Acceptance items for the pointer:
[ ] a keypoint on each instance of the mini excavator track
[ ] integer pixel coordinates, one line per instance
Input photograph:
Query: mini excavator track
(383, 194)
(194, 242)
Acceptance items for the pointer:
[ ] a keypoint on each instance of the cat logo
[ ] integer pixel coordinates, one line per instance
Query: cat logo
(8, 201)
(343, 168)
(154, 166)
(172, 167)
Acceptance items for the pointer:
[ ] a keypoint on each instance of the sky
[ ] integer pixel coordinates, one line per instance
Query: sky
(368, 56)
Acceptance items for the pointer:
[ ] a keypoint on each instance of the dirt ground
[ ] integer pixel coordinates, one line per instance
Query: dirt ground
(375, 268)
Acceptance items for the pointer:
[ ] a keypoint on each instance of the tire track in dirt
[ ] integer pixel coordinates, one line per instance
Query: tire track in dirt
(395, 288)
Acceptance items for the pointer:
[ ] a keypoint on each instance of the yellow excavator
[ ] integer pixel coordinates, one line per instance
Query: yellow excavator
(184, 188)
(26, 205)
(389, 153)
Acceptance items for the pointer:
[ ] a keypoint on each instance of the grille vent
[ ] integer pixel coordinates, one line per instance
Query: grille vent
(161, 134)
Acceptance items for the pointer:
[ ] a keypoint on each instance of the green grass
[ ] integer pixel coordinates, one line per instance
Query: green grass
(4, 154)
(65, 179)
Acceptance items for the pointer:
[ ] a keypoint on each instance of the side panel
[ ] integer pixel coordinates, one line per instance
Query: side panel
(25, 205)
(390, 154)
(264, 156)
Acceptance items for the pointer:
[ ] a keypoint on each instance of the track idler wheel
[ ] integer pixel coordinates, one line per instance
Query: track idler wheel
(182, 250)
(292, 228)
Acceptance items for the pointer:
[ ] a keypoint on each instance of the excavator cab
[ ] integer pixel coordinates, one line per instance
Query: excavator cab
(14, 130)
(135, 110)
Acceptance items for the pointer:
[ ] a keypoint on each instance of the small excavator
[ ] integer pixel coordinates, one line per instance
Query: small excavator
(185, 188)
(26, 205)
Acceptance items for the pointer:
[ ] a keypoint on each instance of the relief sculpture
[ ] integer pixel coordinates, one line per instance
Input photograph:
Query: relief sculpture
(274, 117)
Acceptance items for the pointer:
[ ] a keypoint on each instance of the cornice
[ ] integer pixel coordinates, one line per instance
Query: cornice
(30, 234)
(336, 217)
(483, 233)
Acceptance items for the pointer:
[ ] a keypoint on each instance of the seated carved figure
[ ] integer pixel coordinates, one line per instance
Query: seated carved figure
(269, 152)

************

Instructions to follow:
An unaltered transcription of all the data above is needed.

Finished exercise:
Acceptance items for the pointer:
[ ] a keypoint on each instance of the mini excavator track
[ ] integer pixel coordinates, one line per instance
Input photograph:
Query: mini excavator track
(383, 194)
(194, 242)
Acceptance items for the pointer:
[ ] a keypoint on each instance of the cat logo
[ ] integer pixel coordinates, one line per instance
Query: cat logo
(8, 201)
(343, 168)
(154, 166)
(172, 167)
Acceptance items for the pointer:
[ ] a keypoint on each instance of the sky
[ ] integer pixel coordinates, one line per instance
Query: sky
(368, 56)
Acceptance items for the pointer:
[ ] a keypoint on each instance of the dirt ground
[ ] integer pixel coordinates, one line per instance
Query: dirt ground
(375, 268)
Acceptance items for the pointer:
[ ] a keypoint on each instance of the tire track in dirt
[ ] integer pixel coordinates, one line per instance
Query: tire track in dirt
(395, 288)
Acceptance items for the pointer:
[ ] a keypoint on each instance of the yellow excavator
[ ] integer pixel coordinates, one line per instance
Query: yellow excavator
(184, 188)
(26, 205)
(389, 153)
Acceptance items for the pointer:
[ ] a keypoint on each instance of the grille vent
[ ] integer pixel coordinates, one line per instance
Query: grille vent
(161, 134)
Acceptance items for the pointer:
[ ] a keypoint on each instance of the green grass
[ ] integer pixel coordinates, one line per instance
Query: green grass
(4, 154)
(65, 179)
Acceptance items for the pointer:
[ ] a keypoint on each instance of the side panel
[ ] integer pixel coordinates, one line per instance
Query: side panel
(25, 205)
(390, 154)
(264, 156)
Acceptance items for the pointer:
[ ] a keypoint on each instance of the track idler wheel
[ ] integer pixel coordinates, one line per instance
Query: track idler wheel
(182, 250)
(292, 228)
Acceptance items for the pointer:
[ ] a keypoint on each instance of the excavator cab
[ ] integer pixel coordinates, one line per instance
Query: excavator cab
(14, 130)
(135, 110)
Acceptance items for the pointer:
[ ] a keypoint on each instance of the small excavator
[ ] integer pixel coordinates, one line per instance
Query: small excavator
(185, 188)
(26, 205)
Acceptance items for the pointer:
[ ] a keypoint on each instance of the relief sculpture
[ ] integer pixel coordinates, one line per instance
Input photograph:
Query: relief sculpture
(274, 117)
Acceptance items for the pointer:
[ ] a keypoint on each instance of the cornice
[ ] integer pixel coordinates, one line per instance
Query: cornice
(30, 234)
(336, 217)
(483, 233)
Acceptance items for the pointer:
[ ] a keypoint on each instance of the seated carved figure
[ ] integer pixel coordinates, one line per instance
Query: seated carved figure
(269, 152)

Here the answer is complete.